__Tugas Anda__
A) Jawablah pertanyaan berikut berdasarkan teks berita tentang ABK asal Bitung.
(i) Berapa nilai per bulan yang seharusnya diterima keluarga Hendrik?
(ii) Siapa Kepala Dinas Ketenagakerjaan dan Transmigrasi (Disnakertrans) Sulut?
(iii) Berapa lama Seri Tindige bekerja di kapal ikan Taiwan, Quans Hengfa?
B) Kutiplah tanpa perubahan bagian teks berita tentang ABK asal Bitung, mulai dari "Jumlah itu hanya" dan terus sampai "nominal harus dikurangi.".

__Teks Sumber__
☆ ☆ ☆ ☆ ☆

Jumlah itu hanya setengah dari nilai yang seharusnya diterima keluarga, yaitu 250 dollar per bulan. Jika Hendrik bekerja selama 13 bulan, keluarga seharusnya mendapat 3.250 dollar AS atau Rp 47,4 juta menurut kurs Rp 14.586 per dollar AS pada Senin. Keluarga korban sedang menunggu laporan dari PT LPB yang berpusat di Bekasi, Jawa Barat, jika Hendrik punya utang selama bekerja sehingga nominal harus dikurangi.
Hingga kini, DFW Indonesia dan Fisher Center Bitung belum menemukan indikasi perdagangan manusia ataupun eksploitasi tenaga kerja. Sebab, kata Abdi, pekerjaan Hendrik sesuai dengan PKL yang disetujuinya. Hendrik yang sempat berkomunikasi dengan keluarga sehari sebelum kecelakaan juga tidak pernah mengeluhkan keadaan kerjanya.
Sementara itu, Kepala Dinas Ketenagakerjaan dan Transmigrasi (Disnakertrans) Sulut Erny Tumundo menyatakan belum menerima laporan tentang kematian Hendrik di Peru. Ia juga belum mendapat kabar dari pemerintah pusat.
Hal senada dikatakan Kepala Balai Pelayanan Penempatan dan Perlindungan Tenaga Kerja Indonesia Manado (BP3TKI) Manado Hard Marentek. ”Kalau ada info dari BP2MI, pasti kami akan tangani,” katanya.
Hardiani mengatakan, Fisher Center Bitung dan DFW Indonesia memang melaporkan kasus itu langsung ke pemerintah pusat. ”Karena skalanya internasional, kami rujuk ke pemerintah pusat. Kalau kasusnya di ranah lokal, kami akan laporkan ke Disnakertrans,” katanya.
Kasus kedua
Selama Juli 2020, Hendrik adalah ABK kedua asal Bitung yang meninggal saat bekerja di kapal ikan asing. Pada 7 Juli, Fisher Center Bitung menerima laporan kematian Seri Tindige (48), warga Kelurahan Ranowulu, Madidir, Bitung. Ia telah bekerja selama 24 bulan di kapal ikan Taiwan, Quans Hengfa.

☆ ☆ ☆ ☆ ☆

__Materi Sumber__
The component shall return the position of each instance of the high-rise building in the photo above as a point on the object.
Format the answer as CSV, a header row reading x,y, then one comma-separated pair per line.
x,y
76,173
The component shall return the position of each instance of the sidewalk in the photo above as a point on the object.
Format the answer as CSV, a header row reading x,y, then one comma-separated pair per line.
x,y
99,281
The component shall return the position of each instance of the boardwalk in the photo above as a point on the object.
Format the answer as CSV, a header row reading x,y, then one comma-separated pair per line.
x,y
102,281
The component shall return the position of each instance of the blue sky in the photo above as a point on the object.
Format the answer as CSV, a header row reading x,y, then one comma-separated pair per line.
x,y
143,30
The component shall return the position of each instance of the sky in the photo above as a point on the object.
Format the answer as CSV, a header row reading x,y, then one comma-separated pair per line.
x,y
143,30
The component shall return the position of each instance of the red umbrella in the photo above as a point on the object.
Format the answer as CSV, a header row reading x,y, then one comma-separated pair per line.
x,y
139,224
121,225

☆ ☆ ☆ ☆ ☆

__Jawaban Berurutan__
A)
(i) 250 dollar per bulan.
(ii) Erny Tumundo.
(iii) Selama 24 bulan.

B)
Jumlah itu hanya setengah dari nilai yang seharusnya diterima keluarga, yaitu 250 dollar per bulan. Jika Hendrik bekerja selama 13 bulan, keluarga seharusnya mendapat 3.250 dollar AS atau Rp 47,4 juta menurut kurs Rp 14.586 per dollar AS pada Senin. Keluarga korban sedang menunggu laporan dari PT LPB yang berpusat di Bekasi, Jawa Barat, jika Hendrik punya utang selama bekerja sehingga nominal harus dikurangi.